> **Records for the task**:
◇ ◇ ◇ ◇
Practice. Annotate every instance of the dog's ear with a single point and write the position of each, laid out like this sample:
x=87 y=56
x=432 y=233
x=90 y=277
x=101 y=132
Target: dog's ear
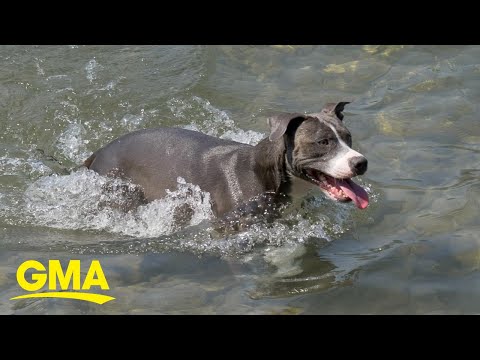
◇ ◇ ◇ ◇
> **Task prompt**:
Leave out the images and transcribe all the records exactly.

> **Result**:
Practice. Annotate every instance of the dog's ear with a single point and write the position of each, laid out like this sample:
x=87 y=56
x=432 y=233
x=90 y=277
x=101 y=132
Target: dog's ear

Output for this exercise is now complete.